[Stored dataset items]
++++++++++
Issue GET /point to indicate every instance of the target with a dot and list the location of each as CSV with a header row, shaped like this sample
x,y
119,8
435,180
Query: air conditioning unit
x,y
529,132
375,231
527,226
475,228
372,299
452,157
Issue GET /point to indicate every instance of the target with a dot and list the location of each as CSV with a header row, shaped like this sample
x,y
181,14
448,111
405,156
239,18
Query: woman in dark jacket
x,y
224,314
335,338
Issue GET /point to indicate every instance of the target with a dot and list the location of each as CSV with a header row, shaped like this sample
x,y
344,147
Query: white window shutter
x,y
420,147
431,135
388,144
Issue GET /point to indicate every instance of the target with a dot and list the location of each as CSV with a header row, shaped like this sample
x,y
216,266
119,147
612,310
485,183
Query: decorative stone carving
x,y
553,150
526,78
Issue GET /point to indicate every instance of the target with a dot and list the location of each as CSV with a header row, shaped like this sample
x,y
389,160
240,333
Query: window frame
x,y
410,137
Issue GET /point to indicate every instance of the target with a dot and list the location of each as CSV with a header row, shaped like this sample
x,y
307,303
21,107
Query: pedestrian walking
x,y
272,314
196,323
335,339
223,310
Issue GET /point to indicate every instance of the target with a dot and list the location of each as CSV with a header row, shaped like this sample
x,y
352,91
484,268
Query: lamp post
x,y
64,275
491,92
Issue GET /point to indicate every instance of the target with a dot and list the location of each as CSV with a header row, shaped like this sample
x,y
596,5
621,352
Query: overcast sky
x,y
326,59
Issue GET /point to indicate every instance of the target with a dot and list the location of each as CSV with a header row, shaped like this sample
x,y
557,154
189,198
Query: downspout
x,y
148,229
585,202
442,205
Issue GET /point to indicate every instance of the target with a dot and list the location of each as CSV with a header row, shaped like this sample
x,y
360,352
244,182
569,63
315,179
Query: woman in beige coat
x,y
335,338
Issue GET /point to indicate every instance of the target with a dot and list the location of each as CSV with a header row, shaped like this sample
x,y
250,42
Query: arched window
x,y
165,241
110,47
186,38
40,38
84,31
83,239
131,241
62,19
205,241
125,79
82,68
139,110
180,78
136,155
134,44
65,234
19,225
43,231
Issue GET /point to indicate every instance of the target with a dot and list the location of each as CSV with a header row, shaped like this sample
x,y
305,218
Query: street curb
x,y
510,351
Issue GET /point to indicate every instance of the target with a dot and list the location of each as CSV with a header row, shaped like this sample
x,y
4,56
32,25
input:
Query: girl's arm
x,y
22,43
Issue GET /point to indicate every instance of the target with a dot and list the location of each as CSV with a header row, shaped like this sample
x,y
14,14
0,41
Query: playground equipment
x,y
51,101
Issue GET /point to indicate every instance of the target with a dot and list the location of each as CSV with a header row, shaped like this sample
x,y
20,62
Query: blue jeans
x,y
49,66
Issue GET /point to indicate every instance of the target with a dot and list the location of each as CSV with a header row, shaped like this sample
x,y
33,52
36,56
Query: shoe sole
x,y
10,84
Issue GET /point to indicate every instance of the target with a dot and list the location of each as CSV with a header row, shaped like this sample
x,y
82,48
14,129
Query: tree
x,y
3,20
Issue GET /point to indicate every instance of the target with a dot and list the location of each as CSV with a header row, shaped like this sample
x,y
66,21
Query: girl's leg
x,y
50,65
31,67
++++++++++
■ **Exercise**
Print the listing above in its entirety, with every line exact.

■ **Output**
Issue GET /point to indicate every instance of the target with a dot and list the location of each as CSV with a header row, shaped like this sample
x,y
119,8
435,180
Query: air conditioning unit
x,y
529,132
375,231
527,226
475,228
372,299
452,157
Issue GET /point to indicate every instance of the target with a dot and list the location of each as CSV with a header row, shaped like this sample
x,y
181,14
448,111
405,156
239,18
Query: woman in dark jacket
x,y
224,314
335,338
Issue GET /point to indicate every instance of the target with a dot and list the location of each as CSV with a header row, shaped like this sample
x,y
344,147
Query: white window shutter
x,y
420,147
431,135
388,144
Issue GET /point to indicate every instance of the target with a dot and list the location of each as CSV with a header row, shaped like this sample
x,y
216,266
119,147
612,310
485,183
Query: decorative stone carving
x,y
553,150
526,78
Issue GET /point to indicate every instance of the target with a dot and list the location of each as CSV with a header row, shaped like this sample
x,y
389,160
240,333
Query: window frame
x,y
410,137
Issue GET /point to indicate every instance of the target with a dot and list the location of each as CSV with a header row, shaped like this sample
x,y
307,303
21,107
Query: pedestrian walking
x,y
272,314
196,323
335,339
223,310
Issue GET /point to indicate every instance of the target with a dot and list the location of each as CSV with a header row, shaped like this sample
x,y
352,91
484,268
Query: lamp post
x,y
64,275
491,92
Issue GET /point to indicate every instance of the target with a dot and list the location of each as CSV with a header row, shaped like this sample
x,y
596,5
621,352
Query: overcast sky
x,y
326,59
Issue GET /point to indicate every instance of the target with a dot and list the location of each as CSV with a header row, shaped like this sample
x,y
557,154
189,198
Query: downspout
x,y
148,229
585,202
442,205
Issue GET /point to indicate every instance of the target with a dot and list the location of each as CSV with a header row, shaped like this sample
x,y
360,352
244,182
569,63
315,179
Query: woman in beige coat
x,y
335,338
Issue GET /point to indicate every instance of the target with a dot and list the location of each as CSV with a header row, shaped like this sample
x,y
250,42
Query: arched window
x,y
165,241
110,47
186,38
40,38
84,31
83,239
131,241
62,19
205,241
125,79
82,68
139,110
180,78
136,155
134,44
65,234
19,225
43,231
Issue GET /point to indicate every instance of the target with a dot and list the location of each as CSV with a header row, shaped like this sample
x,y
305,218
Query: street curb
x,y
510,351
Issue GET /point to indicate every instance of the target with a dot and list the location of each as CSV with a header row, shaped like this sample
x,y
4,56
32,25
input:
Query: girl's arm
x,y
22,43
Issue GET /point to indicate every instance of the target with a dot and list the location of each as CSV with a header row, shaped like this sample
x,y
14,14
0,41
Query: playground equipment
x,y
51,101
Issue GET /point to indicate every instance of the target with a dot and list the location of each as CSV with a header row, shaped like this sample
x,y
20,62
Query: blue jeans
x,y
49,66
Issue GET /point to indicate every instance of the target with a dot and list the location of each as CSV with a header row, shaped like this sample
x,y
33,52
36,56
Query: shoe sole
x,y
10,84
Issue GET /point to indicate every instance of the target with a dot and list the location of each as CSV with a header row, shaped like this sample
x,y
82,48
14,129
Query: tree
x,y
3,20
Issue GET /point to indicate every instance of the target with a dot and list the location of each as CSV with a header row, shaped like this sample
x,y
66,21
Query: girl's leg
x,y
50,65
31,67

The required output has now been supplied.